● Série de tâches:
[1] Reformule sous forme de liste le paragraphe de l'article sur la réforme de l'aide sociale à l'enfance qui commence par « Ils sont environ 330 000 », en gardant ses faits principaux.
[2] Recopie à l'identique le passage de l'article sur la réforme de l'aide sociale à l'enfance qui commence à « Ils sont environ » et se termine à « Indésirables (Michalon, 2021). ».
[3] Poursuis la rédaction de l'article sur la réforme de l'aide sociale à l'enfance à partir de l'endroit où il s'arrête.

● Texte fourni:

************

Les mauvais comptes de la réforme de l’aide sociale à l’enfance

16 juillet 2021, par David Gauvin

Un projet de loi, examiné à l’Assemblée nationale depuis le 29 juin 2021, réforme l’aide sociale à l’enfance (Ase). Un texte timide face à une politique pourtant au bord du gouffre.

Ils sont environ 330 000. Des enfants ou adolescents suivis par la protection de l’enfance, depuis la simple mesure éducative jusqu’au placement en raison de violences, de carences ou de l’absence de leurs parents. Une politique percutée par la pandémie, mais qui est depuis plusieurs années déjà au bord du gouffre. Les chiffres sont sans appel : 40 % des sans domicile fixe de moins de 25 ans sortent de l’Aide sociale à l’enfance (Ase) et 70 % des jeunes issus de l’Ase n’ont aucun diplôme, contre 12 % dans la population générale. « Sans compter la faillite de la prévention : selon l’Inspection générale des affaires sociales (Igas), 63 % des enfants tués dans leur famille étaient suivis par un médecin traitant, et la moitié par les services sociaux ! », alerte Michèle Créoff, ancienne inspectrice de l’Ase en Seine-Saint-Denis pendant dix ans, et auteure des Indésirables (Michalon, 2021).

Chaque majorité politique tente, tour à tour, de s’emparer de ce sujet à forte valeur symbolique, à la croisée de plusieurs missions de l’État – éducation, santé et justice – et des compétences des départements. Le texte, qui doit être débattu cet été au Parlement, se contente pourtant de corriger certains dysfonctionnements, soulignant ainsi, en creux, l’absence de consensus sur l’enfance maltraitée.Une exigence a minima qu’illustre, par exemple, la mesure phare du texte rappelant l’interdiction des placements à l’hôtel, régulièrement contournée par les services sociaux faute de places en foyers et en familles d’accueil. Pour autant, elle ne s’accompagne d’aucuns crédits supplémentaires pour créer les places manquantes.Comment a-t-on pu en arriver là ? Comment peut-on en rester là ? Premier responsable : l’éparpillement des acteurs. « Nous avons du mal à réglementer ce secteur car chacun des intervenants revendique sa liberté de faire comme il l’entend, explique Michèle Créoff, ancienne vice-présidente du Conseil national de la protection de l’enfance. Les associations qui gèrent les foyers veulent rester libres d’appliquer leur projet éducatif. Les départements font valoir le principe de la libre administration. Les juges eux-mêmes revendiquent l’indépendance de la justice. Toutes ces libertés cumulées ont abouti à ce que l’État soit tenu à l’écart. »

************

● Données affichées:
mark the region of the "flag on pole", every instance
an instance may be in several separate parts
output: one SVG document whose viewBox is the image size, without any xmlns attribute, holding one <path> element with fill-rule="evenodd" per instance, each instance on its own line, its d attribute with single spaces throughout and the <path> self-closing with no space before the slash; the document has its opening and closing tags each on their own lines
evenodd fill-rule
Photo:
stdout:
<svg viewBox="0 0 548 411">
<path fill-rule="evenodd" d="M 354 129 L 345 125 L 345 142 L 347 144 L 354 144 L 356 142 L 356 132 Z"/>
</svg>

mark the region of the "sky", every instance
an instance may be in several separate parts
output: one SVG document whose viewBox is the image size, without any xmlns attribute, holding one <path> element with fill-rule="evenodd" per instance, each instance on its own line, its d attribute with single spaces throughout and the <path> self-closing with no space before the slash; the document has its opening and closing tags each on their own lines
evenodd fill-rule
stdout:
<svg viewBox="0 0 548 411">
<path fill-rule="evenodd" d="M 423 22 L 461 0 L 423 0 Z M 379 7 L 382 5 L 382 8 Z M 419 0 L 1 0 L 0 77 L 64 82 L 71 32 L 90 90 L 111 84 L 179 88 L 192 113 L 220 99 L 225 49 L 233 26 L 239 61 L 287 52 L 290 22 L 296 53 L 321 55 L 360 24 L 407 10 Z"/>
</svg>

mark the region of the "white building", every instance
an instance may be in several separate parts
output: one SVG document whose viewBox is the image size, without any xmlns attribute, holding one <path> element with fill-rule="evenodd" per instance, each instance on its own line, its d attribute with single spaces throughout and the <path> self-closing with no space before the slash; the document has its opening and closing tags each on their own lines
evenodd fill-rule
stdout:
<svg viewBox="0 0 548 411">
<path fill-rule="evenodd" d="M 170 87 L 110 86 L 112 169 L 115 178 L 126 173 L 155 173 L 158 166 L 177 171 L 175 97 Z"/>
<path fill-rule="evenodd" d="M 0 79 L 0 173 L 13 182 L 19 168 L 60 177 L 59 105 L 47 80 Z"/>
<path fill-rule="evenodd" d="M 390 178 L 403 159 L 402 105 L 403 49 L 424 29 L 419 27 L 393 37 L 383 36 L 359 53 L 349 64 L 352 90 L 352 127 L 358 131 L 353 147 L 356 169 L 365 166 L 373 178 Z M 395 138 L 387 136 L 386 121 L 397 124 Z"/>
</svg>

************

● Tâches résolues:
[1]
- Environ 330 000 enfants ou adolescents sont suivis par la protection de l'enfance. Cela va de la simple mesure éducative au placement en raison de violences, de carences ou de l'absence des parents.
- Cette politique a été percutée par la pandémie. Elle est toutefois au bord du gouffre depuis plusieurs années déjà.
- 40 % des sans domicile fixe de moins de 25 ans sortent de l'Aide sociale à l'enfance (Ase).
- 70 % des jeunes issus de l'Ase n'ont aucun diplôme, contre 12 % dans la population générale.
- Michèle Créoff dénonce la faillite de la prévention. Elle a été inspectrice de l'Ase en Seine-Saint-Denis pendant dix ans et a écrit Les Indésirables.
- Selon l'Igas, 63 % des enfants tués dans leur famille étaient suivis par un médecin traitant, et la moitié par les services sociaux.

[2]
Ils sont environ 330 000. Des enfants ou adolescents suivis par la protection de l’enfance, depuis la simple mesure éducative jusqu’au placement en raison de violences, de carences ou de l’absence de leurs parents. Une politique percutée par la pandémie, mais qui est depuis plusieurs années déjà au bord du gouffre. Les chiffres sont sans appel : 40 % des sans domicile fixe de moins de 25 ans sortent de l’Aide sociale à l’enfance (Ase) et 70 % des jeunes issus de l’Ase n’ont aucun diplôme, contre 12 % dans la population générale. « Sans compter la faillite de la prévention : selon l’Inspection générale des affaires sociales (Igas), 63 % des enfants tués dans leur famille étaient suivis par un médecin traitant, et la moitié par les services sociaux ! », alerte Michèle Créoff, ancienne inspectrice de l’Ase en Seine-Saint-Denis pendant dix ans, et auteure des Indésirables (Michalon, 2021).

[3]
Mais le fond du problème serait ailleurs, poursuit cette spécialiste : « Quelque part, ces enfants sont “indésirables”. Ils sont le fruit de l’inceste, de parents malades, de toutes sortes de difficultés. La protection de l’enfance dérange les représentations et, de ce fait, ils sont évacués de la réflexion politique. »P aradoxalement, cette cécité serait d’autant plus grande en ces temps où l’enfant est choyé par la société. « À une époque où réussir l’éducation des enfants est devenu la réalisation personnelle ultime, il est très difficile de concevoir que certains parents ne peuvent pas, ne savent pas ou ne souhaitent pas s’occuper des leurs », analyse Marc Chabant, directeur du développement de la fondation Action enfance, qui accueille des fratries de 3 à 18 ans.
Pourtant, cette réalité que l’on rechigne à voir existe bel et bien. « Pendant leurs droits de visite, certains parents disent de façon très claire à leurs enfants : ”Je vous aime bien, vous pouvez me téléphoner, mais j’ai refait ma vie et je ne veux plus vous reprendre” », témoigne Marc Chabant.

D’ailleurs, il n’est qu’avoir le sort fait aux familles d’accueil. Ces femmes et ces hommes s’occupent de la moitié des enfants placés, mais, faute de reconnaissance, ils sont de moins en moins nombreux. Le projet de loi voté la semaine dernière ne s’attaque pas vraiment au problème. « Les familles d’accueil trouvent qu’elles font un beau métier. Mais vu la difficulté, je comprends que les candidats ne se bousculent pas. » Ce constat du sociologue David Grand, auteur d’une étude sur les assistants familiaux pour l’Observatoire national de la protection de l’enfance (Onpe), est largement étayé par les chiffres. Le nombre de familles d’accueil de la protection de l’enfance est passé de 50 000 en 2012 à 38 300 en 2015, selon les dernières données disponibles. Et les trois quarts des assistants familiaux ont entre 55 et 65 ans, ce qui traduit l’absence de renouvellement. « Il y a un problème sévère de recrutement et de pyramide des âges », résume Marc Chabant, directeur du développement de la Fondation Action Enfance. Le rôle de ces familles est pourtant essentiel. Celles-ci accueillent et élèvent plus de la moitié des 170 000 enfants placés. Mais ce qu’elles offrent à ces enfants qui ont subi maltraitance et négligence, c’est bien plus que du chiffre. « L’accueil familial est le plus protecteur du droit de l’enfant, car il offre une stabilité affective », rappelle Lyes Louffok, lui-même ex-enfant placé et militant de la cause. Concernant l’aide social à l’enfance, les Réunionnais ont le devoir de mettre en oeuvre l’expérimentation. La question de moyen qui est toujours mis en avant, n’est qu’un leurre qui masque l’absence de volonté politique. Et après on pleurera toujours des chaudes larmes de crocodiles quand il arrive quelques choses à ces enfants qui n’ont pas été gâté par la vie, et qui sont abandonné par la société.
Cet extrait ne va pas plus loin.